SHORT EXERCISE
Rewrite each item below as a JSON list of strings, with one string per line and blank lines omitted.

Excerpts of labeled region data
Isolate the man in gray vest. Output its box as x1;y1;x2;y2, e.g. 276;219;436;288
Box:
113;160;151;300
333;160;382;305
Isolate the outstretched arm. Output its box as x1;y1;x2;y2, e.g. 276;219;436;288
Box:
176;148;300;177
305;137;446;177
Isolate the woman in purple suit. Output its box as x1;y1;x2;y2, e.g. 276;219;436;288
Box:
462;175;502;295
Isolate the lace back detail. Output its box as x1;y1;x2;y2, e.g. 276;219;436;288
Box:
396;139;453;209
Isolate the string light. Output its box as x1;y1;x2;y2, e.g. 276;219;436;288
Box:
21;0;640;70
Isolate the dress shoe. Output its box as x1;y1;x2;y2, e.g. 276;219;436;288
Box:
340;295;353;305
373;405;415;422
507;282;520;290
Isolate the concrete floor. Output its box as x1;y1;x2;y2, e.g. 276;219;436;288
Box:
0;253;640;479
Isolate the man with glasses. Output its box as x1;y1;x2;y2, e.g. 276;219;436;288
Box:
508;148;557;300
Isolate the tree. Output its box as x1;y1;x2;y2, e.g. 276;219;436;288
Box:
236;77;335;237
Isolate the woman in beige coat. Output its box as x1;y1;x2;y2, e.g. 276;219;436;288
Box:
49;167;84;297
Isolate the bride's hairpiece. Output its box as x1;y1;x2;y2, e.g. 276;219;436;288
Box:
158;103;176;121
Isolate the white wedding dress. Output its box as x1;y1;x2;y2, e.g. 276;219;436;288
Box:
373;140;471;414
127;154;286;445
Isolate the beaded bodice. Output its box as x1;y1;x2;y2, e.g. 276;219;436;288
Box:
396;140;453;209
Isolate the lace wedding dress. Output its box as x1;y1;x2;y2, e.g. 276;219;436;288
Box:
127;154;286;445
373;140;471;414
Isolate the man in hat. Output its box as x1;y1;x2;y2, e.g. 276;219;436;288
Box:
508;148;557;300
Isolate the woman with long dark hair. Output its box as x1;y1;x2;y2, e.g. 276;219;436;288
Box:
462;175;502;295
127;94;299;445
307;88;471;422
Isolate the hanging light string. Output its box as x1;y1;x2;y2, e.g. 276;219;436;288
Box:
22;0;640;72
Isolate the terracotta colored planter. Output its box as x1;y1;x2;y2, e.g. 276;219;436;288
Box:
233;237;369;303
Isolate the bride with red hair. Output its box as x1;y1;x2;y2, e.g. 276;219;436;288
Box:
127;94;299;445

ANSWER TO THIS EXERCISE
[
  "Isolate the man in gray vest. Output its box as x1;y1;x2;y2, e.g. 276;219;436;288",
  "Box:",
  "113;160;151;300",
  "333;160;382;305",
  "Isolate the outstretched arm. Output its box as x1;y1;x2;y2, e.g. 276;219;436;288",
  "Box:",
  "176;148;300;177",
  "305;137;446;177",
  "Isolate the woman in purple suit. Output its box as x1;y1;x2;y2, e.g. 276;219;436;288",
  "Box:",
  "462;175;502;295",
  "Isolate the lace back detail. Output its box as x1;y1;x2;y2, e.g. 276;219;436;288",
  "Box:",
  "396;139;453;209",
  "Isolate the string light. Output its box as x1;y1;x2;y2, e.g. 276;219;436;288",
  "Box:",
  "21;0;640;70",
  "Isolate the dress shoe. Output its box as x1;y1;x2;y2, e.g. 276;219;436;288",
  "Box:",
  "340;295;353;305",
  "373;405;415;422",
  "507;282;520;290",
  "Isolate the concrete floor. Output its box as x1;y1;x2;y2, e.g. 276;219;436;288",
  "Box:",
  "0;253;640;479",
  "Isolate the man with glasses. Output its box as x1;y1;x2;y2, e.g. 276;219;436;288",
  "Box:",
  "508;148;557;300",
  "Isolate the tree. Output its box as x1;y1;x2;y2, e.g. 276;219;436;288",
  "Box:",
  "236;77;335;237",
  "Isolate the woman in beige coat. Output its box as x1;y1;x2;y2, e.g. 276;219;436;288",
  "Box:",
  "49;167;84;297",
  "Isolate the bride's hairpiece. Output its box as x1;y1;x2;y2, e.g. 276;219;436;288",
  "Box:",
  "158;103;176;121",
  "Isolate the white wedding dress. Output its box as x1;y1;x2;y2, e.g. 276;219;436;288",
  "Box:",
  "373;140;471;414",
  "127;154;286;445",
  "Isolate the beaded bodice. Output its box as x1;y1;x2;y2, e.g. 276;219;436;288",
  "Box:",
  "396;140;453;209",
  "Isolate the lace wedding dress. Output its box as x1;y1;x2;y2, e.g. 276;219;436;288",
  "Box:",
  "127;154;286;445",
  "373;140;471;414",
  "Isolate the man in hat. Output its box as x1;y1;x2;y2, e.g. 276;219;436;288",
  "Box:",
  "508;148;557;300",
  "Isolate the woman with long dark hair. Output its box as x1;y1;x2;y2, e.g. 276;219;436;288",
  "Box:",
  "462;175;502;295",
  "127;94;299;445",
  "307;88;471;422",
  "Isolate the hanging light string. Output its box as x1;y1;x2;y2, e.g. 276;219;436;288",
  "Box:",
  "22;0;640;72",
  "Isolate the terracotta colored planter. Output its box as x1;y1;x2;y2, e.g. 276;219;436;288",
  "Box:",
  "233;237;369;303",
  "Isolate the bride with red hair. Output its box as x1;y1;x2;y2, e.g. 276;219;436;288",
  "Box:",
  "127;94;299;445"
]